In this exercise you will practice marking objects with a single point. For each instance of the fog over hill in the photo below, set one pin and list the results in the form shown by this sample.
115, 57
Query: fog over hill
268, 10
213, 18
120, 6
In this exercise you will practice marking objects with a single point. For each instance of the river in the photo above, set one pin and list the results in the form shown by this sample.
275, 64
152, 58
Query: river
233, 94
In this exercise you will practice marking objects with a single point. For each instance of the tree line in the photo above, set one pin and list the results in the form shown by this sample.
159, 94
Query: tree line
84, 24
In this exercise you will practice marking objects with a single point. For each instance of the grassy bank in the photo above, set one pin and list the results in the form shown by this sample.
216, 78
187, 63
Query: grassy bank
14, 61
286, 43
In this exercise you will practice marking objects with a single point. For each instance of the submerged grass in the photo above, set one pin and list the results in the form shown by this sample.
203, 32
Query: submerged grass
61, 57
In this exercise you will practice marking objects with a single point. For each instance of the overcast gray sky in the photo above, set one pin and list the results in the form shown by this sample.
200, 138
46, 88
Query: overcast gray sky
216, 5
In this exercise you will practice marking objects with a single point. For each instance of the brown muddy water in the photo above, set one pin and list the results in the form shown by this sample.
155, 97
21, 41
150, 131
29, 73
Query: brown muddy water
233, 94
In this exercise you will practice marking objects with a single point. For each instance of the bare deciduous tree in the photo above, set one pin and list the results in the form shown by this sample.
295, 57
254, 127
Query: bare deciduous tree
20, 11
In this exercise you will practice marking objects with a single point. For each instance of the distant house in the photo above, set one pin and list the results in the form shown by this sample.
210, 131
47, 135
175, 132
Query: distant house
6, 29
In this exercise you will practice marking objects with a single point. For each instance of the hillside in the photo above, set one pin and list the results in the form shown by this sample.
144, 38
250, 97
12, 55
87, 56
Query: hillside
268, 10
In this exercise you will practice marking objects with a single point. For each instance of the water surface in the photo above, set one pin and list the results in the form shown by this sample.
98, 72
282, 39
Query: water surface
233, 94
----------
* **Your objective**
Repeat only the lines running from the line that contains "of the grassy" through the last line above, inclusive.

* **Result of the task**
In this exercise you will practice marking objects with a single point. For each instance of the grassy bank in the photo above, set one pin and list the results in the form shown by this sample.
216, 78
187, 63
Query: grassy bank
14, 61
286, 43
In this exercise you will practice marking objects with a single point. For each instance of the submerged grass in the photo above, set one pin and list the results in the form shown by this sample.
203, 32
Query: submerged grass
61, 57
In this exercise you will practice marking objects with a single point. For each instance of the overcast gray sky in the photo above, set one pin and list the results in the form shown by this sample.
200, 138
46, 88
Query: overcast gray sky
216, 5
In this exercise you will practice marking objects with a single point. For each instance of the brown muddy water in the photo above, set one pin and list the results in the form shown by this sample.
155, 97
21, 41
150, 131
29, 73
Query: brown muddy water
233, 94
In this exercise you will practice marking objects with a single point. For each instance of the bare deciduous tree in the photo above, set one pin and list the results in the form shown by this sample.
295, 57
254, 127
Query: bare deciduous tree
20, 11
In this exercise you will practice marking objects with a single point. For each instance of the distant house in the photo above, set one pin and list the results in the form shown by this sample.
210, 131
47, 135
175, 132
Query: distant house
6, 29
In this exercise you will practice marking objects with a single point. For each instance of the hillside in the photo above, set one pin and list the results in the form shown by this sample.
144, 38
250, 97
12, 55
87, 56
Query: hillside
268, 10
In this exercise you will practice marking objects with a single point. For each instance of the water surface in the photo above, set one pin and list the results in the form shown by this sample.
98, 72
282, 39
Query: water surface
233, 94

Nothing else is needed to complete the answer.